* **TAREFA PROPOSTA 1**
Reescreva as entradas desde o início até a linha que contém "[[[231,40],[134,13],[56,104],[177,152]]]", ambas incluídas, sem omitir nada do que nelas está escrito, e acrescente -34 a cada número das coordenadas das respostas. Deixe as imagens de fora.

* **TRECHO EXIBIDO**
----------------

Sumário: As notificações ao arguido, após o trânsito em julgado da sentença continuam a ser feitas por via postal simples, com prova de depósito, para a morada que indicou quando prestou termo de identidade e residência.
Reclamações:
Decisão Texto Integral: Processo n.º92/15.8GBOAZ-A.P1

Acordam, em conferência, no Tribunal da Relação do Porto:
I – RELATÓRIO
Por despacho proferido em 20/9/2017 foi indeferido o requerimento do Ministério Público no sentido de o despacho de conversão da pena de multa em prisão subsidiária ser notificado ao arguido por via postal simples, com prova de depósito, para a morada indicada no TIR.
Inconformado, o Ministério Público interpôs recurso, extraindo da respetiva motivação, as seguintes conclusões (transcrição):
1. No âmbito dos presentes autos foi o arguido B... condenado, pela prática de um crime de condução de veículo sem habilitação legal, na pena de 90 (noventa) dias de multa à taxa diária de €7,00 (sete euros), perfazendo o valor global de €630,00 (seiscentos e trinta euros).
2. Verificados os pressupostos do n.º 1 do artigo 49.º do Código de Processo Penal e sem prejuízo da faculdade conferida no n.º 2 do mesmo normativo, foi determinada a conversão daquela pena de multa em 60 dias de prisão subsidiária;
3. tendo sido o competente despacho de conversão, datado de 28.10.2016, notificado ao respectivo defensor do arguido.
4. Por despacho datado de 20.09.2017 foi indeferida a promovida notificação do arguido do referido despacho por via postal simples, mediante prova de depósito na morada pelo mesmo indicada no respectivo termo de identidade e residência, e determinada a realização de diligências pertinentes para a localização do arguido com vista à respectiva notificação do mesmo por contacto pessoal, formalidade que mais se reputou essencial sob pena de violação das garantias de defesa do arguido e do disposto na alínea b) do n.º 1 do artigo 61.º do Código de Processo Penal, geradora da nulidade prevista na alínea c) do artigo 119.º do mesmo diploma.

----------------

* **Entradas de rotulagem de regiões**

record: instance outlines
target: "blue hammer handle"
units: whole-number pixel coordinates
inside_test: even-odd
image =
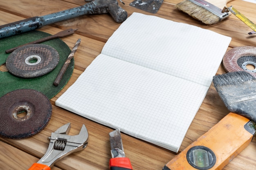
[[[117,23],[122,22],[127,18],[127,13],[118,6],[116,0],[94,0],[77,7],[0,26],[0,39],[83,15],[107,13]]]

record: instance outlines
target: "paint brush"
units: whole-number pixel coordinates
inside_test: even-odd
[[[175,7],[203,23],[211,25],[229,17],[229,12],[222,11],[231,0],[184,0]]]

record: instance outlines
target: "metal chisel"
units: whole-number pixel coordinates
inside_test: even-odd
[[[110,170],[129,170],[132,168],[130,159],[125,157],[119,129],[109,133],[112,158],[109,161]]]

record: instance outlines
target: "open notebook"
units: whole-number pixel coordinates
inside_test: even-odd
[[[231,40],[134,13],[56,104],[177,152]]]

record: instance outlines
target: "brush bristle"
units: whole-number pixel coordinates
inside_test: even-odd
[[[214,76],[213,82],[229,110],[256,122],[256,78],[238,71]]]
[[[213,82],[217,89],[228,85],[239,86],[256,79],[249,73],[236,71],[213,76]]]
[[[180,11],[208,25],[214,24],[220,21],[218,16],[188,0],[180,2],[175,7]]]

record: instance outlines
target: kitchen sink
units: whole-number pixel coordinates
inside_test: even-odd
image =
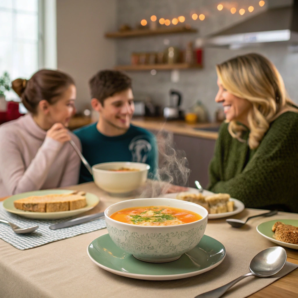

----------------

* **TAREFA PROPOSTA 2**
Diga se cada afirmação concorda com o trecho exibido, respondendo sim ou não e citando as palavras do trecho que decidem: (a) o arguido foi condenado a 90 dias de multa à taxa diária de €7,00; (b) o despacho de conversão foi notificado pessoalmente ao arguido; (c) o recurso foi interposto pelo arguido.

* **RESULTADO 1**
record: instance outlines
target: "blue hammer handle"
units: whole-number pixel coordinates
inside_test: even-odd
image =
[[[83,-11],[88,-12],[93,-16],[93,-21],[84,-28],[82,-34],[60,-34],[43,-27],[-34,-8],[-34,5],[49,-19],[73,-21]]]

record: instance outlines
target: "paint brush"
units: whole-number pixel coordinates
inside_test: even-odd
[[[141,-27],[169,-11],[177,-9],[195,-17],[195,-22],[188,-23],[197,-34],[150,-34]]]

record: instance outlines
target: "metal chisel"
units: whole-number pixel coordinates
inside_test: even-odd
[[[76,136],[95,136],[98,134],[96,125],[91,123],[85,95],[75,99],[78,124],[75,127]]]

record: instance outlines
target: "open notebook"
units: whole-number pixel coordinates
inside_test: even-odd
[[[197,6],[100,-21],[22,70],[143,118]]]

* **RESULTADO 2**
(a) Sim: "na pena de 90 (noventa) dias de multa à taxa diária de €7,00 (sete euros)".
(b) Não: "notificado ao respectivo defensor do arguido".
(c) Não: "Inconformado, o Ministério Público interpôs recurso".